● WHAT TO DO: Exclude all pictures, then restate the entries below word for word.

Stored data entries
------------------------------

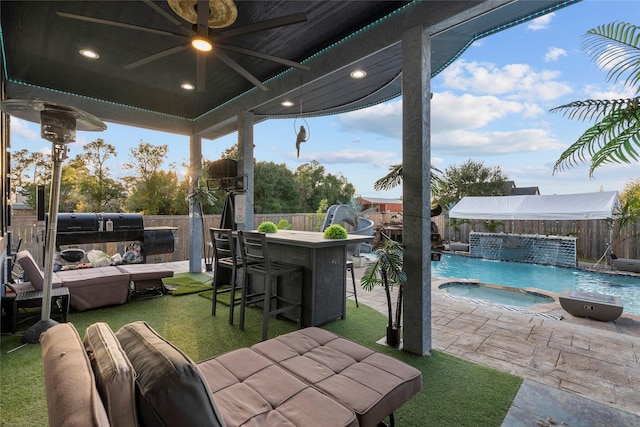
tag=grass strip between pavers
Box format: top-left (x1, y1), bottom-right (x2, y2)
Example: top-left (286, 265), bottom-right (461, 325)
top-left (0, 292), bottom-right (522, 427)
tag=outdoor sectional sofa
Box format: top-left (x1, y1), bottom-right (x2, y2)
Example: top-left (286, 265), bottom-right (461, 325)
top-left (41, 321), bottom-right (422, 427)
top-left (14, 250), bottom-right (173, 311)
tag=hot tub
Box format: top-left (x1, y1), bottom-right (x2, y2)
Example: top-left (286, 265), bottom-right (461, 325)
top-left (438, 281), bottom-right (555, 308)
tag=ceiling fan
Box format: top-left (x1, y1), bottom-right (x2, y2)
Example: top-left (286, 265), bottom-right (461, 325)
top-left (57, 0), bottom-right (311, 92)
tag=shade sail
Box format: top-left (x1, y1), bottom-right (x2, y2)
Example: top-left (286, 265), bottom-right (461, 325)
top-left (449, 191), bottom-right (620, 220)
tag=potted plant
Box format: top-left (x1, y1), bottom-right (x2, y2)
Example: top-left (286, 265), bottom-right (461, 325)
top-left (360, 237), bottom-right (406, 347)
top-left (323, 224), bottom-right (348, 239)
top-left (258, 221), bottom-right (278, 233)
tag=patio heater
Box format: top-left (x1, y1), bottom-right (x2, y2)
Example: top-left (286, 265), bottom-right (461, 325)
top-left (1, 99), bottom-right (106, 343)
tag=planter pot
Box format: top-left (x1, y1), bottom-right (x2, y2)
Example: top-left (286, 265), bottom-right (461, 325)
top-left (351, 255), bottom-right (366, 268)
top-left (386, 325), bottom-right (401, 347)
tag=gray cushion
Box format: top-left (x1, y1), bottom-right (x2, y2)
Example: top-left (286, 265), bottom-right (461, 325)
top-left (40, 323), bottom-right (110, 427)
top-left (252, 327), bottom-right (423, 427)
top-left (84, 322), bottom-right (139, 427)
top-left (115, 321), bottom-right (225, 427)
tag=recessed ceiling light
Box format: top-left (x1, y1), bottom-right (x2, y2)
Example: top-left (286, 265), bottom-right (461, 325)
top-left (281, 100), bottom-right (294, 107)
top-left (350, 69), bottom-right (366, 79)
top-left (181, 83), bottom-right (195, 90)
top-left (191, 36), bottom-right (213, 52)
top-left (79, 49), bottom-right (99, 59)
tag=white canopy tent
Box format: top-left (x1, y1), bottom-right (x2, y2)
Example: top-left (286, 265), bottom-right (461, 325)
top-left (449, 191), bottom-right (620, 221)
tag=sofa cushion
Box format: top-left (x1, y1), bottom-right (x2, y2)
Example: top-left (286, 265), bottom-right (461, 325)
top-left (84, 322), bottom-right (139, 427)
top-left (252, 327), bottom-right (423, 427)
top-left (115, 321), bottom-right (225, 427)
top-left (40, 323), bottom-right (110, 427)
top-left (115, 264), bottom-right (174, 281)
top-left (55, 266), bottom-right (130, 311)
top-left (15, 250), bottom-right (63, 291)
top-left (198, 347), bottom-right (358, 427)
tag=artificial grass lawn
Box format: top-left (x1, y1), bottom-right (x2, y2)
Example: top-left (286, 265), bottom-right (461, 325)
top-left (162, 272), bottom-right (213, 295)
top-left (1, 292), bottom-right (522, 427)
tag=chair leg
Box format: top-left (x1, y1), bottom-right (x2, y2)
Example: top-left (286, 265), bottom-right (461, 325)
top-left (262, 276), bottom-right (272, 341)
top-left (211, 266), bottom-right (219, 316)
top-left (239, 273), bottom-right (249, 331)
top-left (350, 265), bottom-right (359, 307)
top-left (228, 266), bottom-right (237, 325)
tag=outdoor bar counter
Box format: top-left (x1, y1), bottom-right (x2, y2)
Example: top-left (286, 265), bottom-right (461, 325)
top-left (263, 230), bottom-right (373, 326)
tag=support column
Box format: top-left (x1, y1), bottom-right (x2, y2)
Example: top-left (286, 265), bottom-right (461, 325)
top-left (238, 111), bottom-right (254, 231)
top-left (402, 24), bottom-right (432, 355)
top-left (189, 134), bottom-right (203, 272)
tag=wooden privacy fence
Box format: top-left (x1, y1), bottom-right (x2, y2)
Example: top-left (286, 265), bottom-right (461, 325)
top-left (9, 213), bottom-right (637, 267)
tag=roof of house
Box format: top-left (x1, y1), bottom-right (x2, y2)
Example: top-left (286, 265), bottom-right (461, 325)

------------------------------

● YOUR SOLUTION:
tag=grass strip between pavers
Box format: top-left (x1, y1), bottom-right (x2, y2)
Example: top-left (286, 265), bottom-right (461, 325)
top-left (0, 292), bottom-right (522, 427)
tag=outdoor sectional sofa
Box format: top-left (x1, y1), bottom-right (x2, y2)
Example: top-left (286, 265), bottom-right (461, 325)
top-left (41, 321), bottom-right (422, 427)
top-left (14, 250), bottom-right (173, 311)
tag=hot tub
Box format: top-left (x1, y1), bottom-right (x2, y2)
Example: top-left (286, 265), bottom-right (461, 325)
top-left (438, 281), bottom-right (555, 308)
tag=ceiling fan
Box format: top-left (x1, y1), bottom-right (x2, y2)
Example: top-left (286, 265), bottom-right (461, 325)
top-left (57, 0), bottom-right (311, 92)
tag=shade sail
Box format: top-left (x1, y1), bottom-right (x2, y2)
Example: top-left (286, 265), bottom-right (461, 325)
top-left (449, 191), bottom-right (620, 220)
tag=potted plant
Box format: top-left (x1, y1), bottom-right (x2, y2)
Example: top-left (286, 265), bottom-right (461, 325)
top-left (360, 237), bottom-right (406, 347)
top-left (323, 224), bottom-right (348, 239)
top-left (258, 221), bottom-right (278, 233)
tag=patio heater
Box format: top-left (x1, y1), bottom-right (x2, y2)
Example: top-left (286, 265), bottom-right (461, 325)
top-left (1, 99), bottom-right (106, 343)
tag=planter pot
Box format: top-left (x1, y1), bottom-right (x2, y2)
Example: top-left (286, 265), bottom-right (461, 325)
top-left (351, 255), bottom-right (366, 268)
top-left (386, 325), bottom-right (401, 347)
tag=gray cushion
Box format: top-left (x1, y1), bottom-right (x2, y2)
Example: top-left (286, 265), bottom-right (461, 325)
top-left (40, 323), bottom-right (110, 427)
top-left (252, 327), bottom-right (423, 427)
top-left (84, 322), bottom-right (139, 427)
top-left (115, 321), bottom-right (225, 427)
tag=recessed ceiling light
Box format: top-left (x1, y1), bottom-right (x2, y2)
Example: top-left (286, 265), bottom-right (461, 325)
top-left (281, 100), bottom-right (294, 107)
top-left (350, 69), bottom-right (366, 79)
top-left (181, 83), bottom-right (195, 90)
top-left (191, 36), bottom-right (213, 52)
top-left (79, 49), bottom-right (99, 59)
tag=white canopy tent
Box format: top-left (x1, y1), bottom-right (x2, y2)
Example: top-left (286, 265), bottom-right (461, 325)
top-left (449, 191), bottom-right (620, 221)
tag=sofa cushion
Box format: top-left (x1, y1), bottom-right (x2, y2)
Example: top-left (286, 265), bottom-right (461, 325)
top-left (84, 322), bottom-right (139, 427)
top-left (252, 327), bottom-right (423, 427)
top-left (115, 321), bottom-right (225, 427)
top-left (40, 323), bottom-right (110, 427)
top-left (115, 264), bottom-right (174, 281)
top-left (55, 266), bottom-right (130, 311)
top-left (15, 250), bottom-right (63, 291)
top-left (198, 347), bottom-right (358, 427)
tag=artificial grass lawn
Box format: top-left (x1, y1), bottom-right (x2, y2)
Example: top-left (286, 265), bottom-right (461, 325)
top-left (162, 272), bottom-right (213, 295)
top-left (1, 292), bottom-right (522, 427)
tag=chair leg
Box format: top-left (x1, y1), bottom-right (x2, y2)
Example: top-left (286, 265), bottom-right (461, 325)
top-left (262, 276), bottom-right (272, 341)
top-left (211, 266), bottom-right (219, 316)
top-left (239, 273), bottom-right (249, 331)
top-left (350, 265), bottom-right (359, 307)
top-left (228, 266), bottom-right (237, 325)
tag=outdoor bar counter
Box format: top-left (x1, y1), bottom-right (x2, y2)
Example: top-left (286, 265), bottom-right (461, 325)
top-left (263, 230), bottom-right (373, 326)
tag=support column
Box format: top-left (x1, y1), bottom-right (x2, y2)
Example: top-left (286, 265), bottom-right (461, 325)
top-left (238, 111), bottom-right (254, 231)
top-left (402, 24), bottom-right (432, 355)
top-left (189, 134), bottom-right (203, 272)
tag=wooden privacy fence
Box format: top-left (x1, y1), bottom-right (x2, y2)
Example: top-left (286, 265), bottom-right (461, 325)
top-left (9, 213), bottom-right (637, 267)
tag=roof of house
Box format: top-left (x1, y1), bottom-right (x2, y2)
Example: top-left (286, 265), bottom-right (461, 325)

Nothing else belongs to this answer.